**TASK PROMPT:** For each line in the records, produce an exact copy.
-------- GIVEN RECORDS
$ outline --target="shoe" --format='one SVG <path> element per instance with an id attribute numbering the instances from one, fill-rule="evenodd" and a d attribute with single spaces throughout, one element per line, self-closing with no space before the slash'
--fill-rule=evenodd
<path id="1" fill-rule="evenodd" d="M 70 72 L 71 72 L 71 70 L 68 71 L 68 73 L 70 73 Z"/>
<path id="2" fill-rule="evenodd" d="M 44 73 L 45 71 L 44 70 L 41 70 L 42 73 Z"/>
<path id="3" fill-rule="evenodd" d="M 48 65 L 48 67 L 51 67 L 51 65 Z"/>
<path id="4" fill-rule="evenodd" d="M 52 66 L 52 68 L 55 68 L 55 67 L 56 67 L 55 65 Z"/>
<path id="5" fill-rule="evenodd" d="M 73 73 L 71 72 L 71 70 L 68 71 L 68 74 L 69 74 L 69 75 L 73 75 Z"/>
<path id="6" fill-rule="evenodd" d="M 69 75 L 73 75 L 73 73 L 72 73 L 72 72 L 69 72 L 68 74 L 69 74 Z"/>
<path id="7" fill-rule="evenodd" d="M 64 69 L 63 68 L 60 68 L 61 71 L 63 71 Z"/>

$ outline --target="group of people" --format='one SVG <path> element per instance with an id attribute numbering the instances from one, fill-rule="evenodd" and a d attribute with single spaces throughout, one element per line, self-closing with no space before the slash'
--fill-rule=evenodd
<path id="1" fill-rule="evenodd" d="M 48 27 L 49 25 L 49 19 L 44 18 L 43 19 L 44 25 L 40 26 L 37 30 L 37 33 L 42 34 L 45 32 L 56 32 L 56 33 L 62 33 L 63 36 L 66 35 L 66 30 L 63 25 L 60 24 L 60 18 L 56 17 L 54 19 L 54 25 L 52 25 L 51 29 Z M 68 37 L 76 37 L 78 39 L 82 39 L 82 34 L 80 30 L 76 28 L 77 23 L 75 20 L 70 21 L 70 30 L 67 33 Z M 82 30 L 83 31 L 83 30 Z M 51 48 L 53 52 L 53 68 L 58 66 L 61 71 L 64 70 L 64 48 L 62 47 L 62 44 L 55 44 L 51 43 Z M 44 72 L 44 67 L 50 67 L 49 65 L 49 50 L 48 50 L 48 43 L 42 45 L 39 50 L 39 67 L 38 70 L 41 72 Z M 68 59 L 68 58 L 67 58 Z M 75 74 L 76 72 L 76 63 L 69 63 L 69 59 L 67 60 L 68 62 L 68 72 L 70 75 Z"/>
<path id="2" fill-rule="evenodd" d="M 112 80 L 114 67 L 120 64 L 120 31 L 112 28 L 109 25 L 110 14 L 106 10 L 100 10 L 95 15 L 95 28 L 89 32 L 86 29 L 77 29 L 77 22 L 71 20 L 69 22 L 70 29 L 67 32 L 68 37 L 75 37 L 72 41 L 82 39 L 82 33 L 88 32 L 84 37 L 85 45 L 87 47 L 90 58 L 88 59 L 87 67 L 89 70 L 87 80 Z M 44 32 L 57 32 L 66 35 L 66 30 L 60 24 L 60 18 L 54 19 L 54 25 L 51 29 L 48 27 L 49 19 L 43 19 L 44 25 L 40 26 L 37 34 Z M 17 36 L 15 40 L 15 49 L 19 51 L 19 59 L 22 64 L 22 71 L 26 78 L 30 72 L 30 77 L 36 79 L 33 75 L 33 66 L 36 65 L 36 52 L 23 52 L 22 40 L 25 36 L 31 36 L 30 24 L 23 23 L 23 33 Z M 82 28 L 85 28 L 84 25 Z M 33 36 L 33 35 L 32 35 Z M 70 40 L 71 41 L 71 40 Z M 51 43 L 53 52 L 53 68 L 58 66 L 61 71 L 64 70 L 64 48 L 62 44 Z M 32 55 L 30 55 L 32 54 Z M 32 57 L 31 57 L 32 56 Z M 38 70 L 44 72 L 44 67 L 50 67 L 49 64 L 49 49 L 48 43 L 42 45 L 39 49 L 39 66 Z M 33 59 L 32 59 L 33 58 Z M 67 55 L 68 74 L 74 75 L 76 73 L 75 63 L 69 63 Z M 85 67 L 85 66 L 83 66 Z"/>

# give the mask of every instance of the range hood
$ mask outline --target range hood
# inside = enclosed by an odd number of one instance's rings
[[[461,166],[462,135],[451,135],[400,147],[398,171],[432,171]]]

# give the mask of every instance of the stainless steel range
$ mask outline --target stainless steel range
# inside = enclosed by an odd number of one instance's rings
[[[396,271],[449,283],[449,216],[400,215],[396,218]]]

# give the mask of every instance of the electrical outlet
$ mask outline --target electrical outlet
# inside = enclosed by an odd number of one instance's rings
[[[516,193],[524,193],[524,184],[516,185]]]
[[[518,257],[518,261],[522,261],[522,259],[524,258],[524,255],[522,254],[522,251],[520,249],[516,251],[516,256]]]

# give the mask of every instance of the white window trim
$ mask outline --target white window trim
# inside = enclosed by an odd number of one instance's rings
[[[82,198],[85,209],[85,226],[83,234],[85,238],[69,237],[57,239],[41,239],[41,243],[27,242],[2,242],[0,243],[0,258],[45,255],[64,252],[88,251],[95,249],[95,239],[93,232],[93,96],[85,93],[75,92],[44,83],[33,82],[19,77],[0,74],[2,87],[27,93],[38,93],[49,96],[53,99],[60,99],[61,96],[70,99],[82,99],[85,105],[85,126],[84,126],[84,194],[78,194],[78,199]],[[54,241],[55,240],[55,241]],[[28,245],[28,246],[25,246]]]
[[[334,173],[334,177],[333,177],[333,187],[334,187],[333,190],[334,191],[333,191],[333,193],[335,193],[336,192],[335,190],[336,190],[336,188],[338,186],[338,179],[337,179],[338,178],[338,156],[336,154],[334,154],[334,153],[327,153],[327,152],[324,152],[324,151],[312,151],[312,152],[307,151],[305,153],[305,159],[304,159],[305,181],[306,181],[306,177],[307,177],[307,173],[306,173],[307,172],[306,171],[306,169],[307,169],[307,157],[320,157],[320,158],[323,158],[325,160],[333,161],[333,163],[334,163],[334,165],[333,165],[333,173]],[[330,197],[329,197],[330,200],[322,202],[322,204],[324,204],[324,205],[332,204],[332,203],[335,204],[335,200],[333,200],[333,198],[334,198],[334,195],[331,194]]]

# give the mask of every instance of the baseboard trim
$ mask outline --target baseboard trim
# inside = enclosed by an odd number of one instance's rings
----------------
**SOLUTION TO THIS TASK:**
$ outline --target="shoe" --format='one SVG <path> element per instance with an id attribute numbering the instances from one, fill-rule="evenodd" and a d attribute with single spaces throughout, one element per line, self-closing with no space before the slash'
--fill-rule=evenodd
<path id="1" fill-rule="evenodd" d="M 70 72 L 71 72 L 71 70 L 68 71 L 68 73 L 70 73 Z"/>
<path id="2" fill-rule="evenodd" d="M 44 73 L 45 71 L 44 70 L 41 70 L 42 73 Z"/>
<path id="3" fill-rule="evenodd" d="M 48 65 L 48 67 L 51 67 L 51 65 Z"/>
<path id="4" fill-rule="evenodd" d="M 52 66 L 52 68 L 55 68 L 55 67 L 56 67 L 55 65 Z"/>
<path id="5" fill-rule="evenodd" d="M 73 73 L 71 72 L 71 70 L 68 71 L 68 74 L 69 74 L 69 75 L 73 75 Z"/>
<path id="6" fill-rule="evenodd" d="M 69 75 L 73 75 L 73 73 L 72 73 L 72 72 L 69 72 L 68 74 L 69 74 Z"/>
<path id="7" fill-rule="evenodd" d="M 64 69 L 63 68 L 60 68 L 61 71 L 63 71 Z"/>

$ outline --target="group of people" --format='one SVG <path> element per instance with an id attribute numbering the instances from one, fill-rule="evenodd" and a d attribute with single spaces throughout, one element per line, self-closing with no space before the slash'
--fill-rule=evenodd
<path id="1" fill-rule="evenodd" d="M 48 27 L 49 25 L 49 19 L 44 18 L 43 19 L 44 25 L 40 26 L 37 30 L 37 33 L 42 34 L 45 32 L 56 32 L 56 33 L 62 33 L 63 36 L 66 35 L 66 30 L 63 25 L 60 24 L 60 18 L 56 17 L 54 19 L 54 25 L 52 25 L 51 29 Z M 68 37 L 76 37 L 78 39 L 82 39 L 82 34 L 80 30 L 76 28 L 77 23 L 75 20 L 70 21 L 70 30 L 67 33 Z M 82 30 L 83 31 L 83 30 Z M 51 48 L 53 52 L 53 68 L 58 66 L 61 71 L 64 70 L 64 48 L 62 47 L 62 44 L 55 44 L 51 43 Z M 44 72 L 44 67 L 50 67 L 49 65 L 49 50 L 48 50 L 48 43 L 42 45 L 39 50 L 39 67 L 38 70 L 41 72 Z M 68 59 L 68 58 L 67 58 Z M 75 74 L 76 72 L 76 63 L 69 63 L 69 59 L 67 60 L 68 62 L 68 72 L 70 75 Z"/>
<path id="2" fill-rule="evenodd" d="M 112 80 L 114 67 L 120 64 L 120 31 L 112 28 L 109 25 L 110 14 L 106 10 L 100 10 L 95 15 L 95 28 L 89 32 L 86 29 L 77 29 L 77 22 L 71 20 L 69 22 L 70 29 L 67 32 L 68 37 L 75 37 L 72 41 L 82 39 L 82 33 L 88 32 L 84 37 L 85 45 L 87 47 L 90 58 L 88 59 L 87 67 L 89 70 L 87 80 Z M 44 32 L 57 32 L 66 35 L 66 30 L 60 24 L 60 18 L 54 19 L 54 25 L 51 29 L 48 27 L 49 19 L 43 19 L 44 25 L 40 26 L 37 34 Z M 17 36 L 15 40 L 15 49 L 19 51 L 19 59 L 22 64 L 22 71 L 26 78 L 30 72 L 30 77 L 36 79 L 33 75 L 33 66 L 36 65 L 36 52 L 23 52 L 22 40 L 25 36 L 31 36 L 30 24 L 23 23 L 23 33 Z M 82 28 L 85 28 L 84 25 Z M 33 36 L 33 35 L 32 35 Z M 70 40 L 71 41 L 71 40 Z M 51 43 L 53 52 L 53 68 L 58 66 L 61 71 L 64 70 L 64 48 L 62 44 Z M 32 55 L 30 55 L 32 54 Z M 32 57 L 31 57 L 32 56 Z M 38 70 L 44 72 L 44 67 L 50 67 L 49 64 L 49 49 L 48 43 L 42 45 L 39 49 L 39 66 Z M 33 59 L 32 59 L 33 58 Z M 67 55 L 68 74 L 74 75 L 76 73 L 75 63 L 69 63 Z M 85 67 L 85 66 L 83 66 Z"/>

# give the mask of every instance of the range hood
$ mask outline --target range hood
# inside = enclosed by an odd number of one instance's rings
[[[461,166],[462,135],[451,135],[400,147],[398,171],[432,171]]]

# give the mask of every instance of the stainless steel range
$ mask outline --target stainless steel range
# inside = enclosed by an odd number of one instance's rings
[[[396,271],[449,283],[449,216],[400,215],[396,218]]]

# give the mask of every instance of the electrical outlet
$ mask outline --target electrical outlet
# inside = enclosed by an odd number of one instance's rings
[[[516,193],[524,193],[524,184],[516,185]]]
[[[518,257],[518,261],[522,261],[522,259],[524,258],[524,255],[522,254],[522,251],[520,249],[516,251],[516,256]]]

# give the mask of every instance of the white window trim
$ mask outline --target white window trim
# inside = enclosed by an odd number of one instance's rings
[[[82,198],[85,209],[85,226],[83,234],[85,238],[69,237],[57,239],[41,239],[41,243],[27,242],[2,242],[0,243],[0,258],[45,255],[64,252],[88,251],[95,249],[95,239],[93,232],[93,96],[85,93],[75,92],[44,83],[33,82],[19,77],[0,74],[2,87],[27,93],[38,93],[49,96],[53,99],[60,99],[61,96],[70,99],[82,99],[85,105],[85,126],[84,126],[84,194],[78,194],[78,199]],[[54,241],[55,240],[55,241]],[[28,245],[28,246],[25,246]]]
[[[334,173],[334,177],[333,177],[333,187],[334,187],[333,190],[334,191],[333,191],[333,193],[335,193],[336,192],[335,190],[336,190],[336,188],[338,186],[338,179],[337,179],[338,178],[338,156],[336,154],[334,154],[334,153],[327,153],[327,152],[324,152],[324,151],[312,151],[312,152],[307,151],[305,153],[305,159],[304,159],[305,181],[306,181],[306,177],[307,177],[307,173],[306,173],[307,172],[306,171],[306,169],[307,169],[307,157],[320,157],[320,158],[323,158],[325,160],[333,161],[333,163],[334,163],[334,165],[333,165],[333,173]],[[330,197],[329,197],[330,200],[322,202],[322,204],[324,204],[324,205],[332,204],[332,203],[335,204],[335,200],[333,200],[333,198],[334,198],[334,195],[331,194]]]

# give the mask of every instance of the baseboard trim
$ mask outline --target baseboard trim
# inside = enclosed by an odd number of one instance's rings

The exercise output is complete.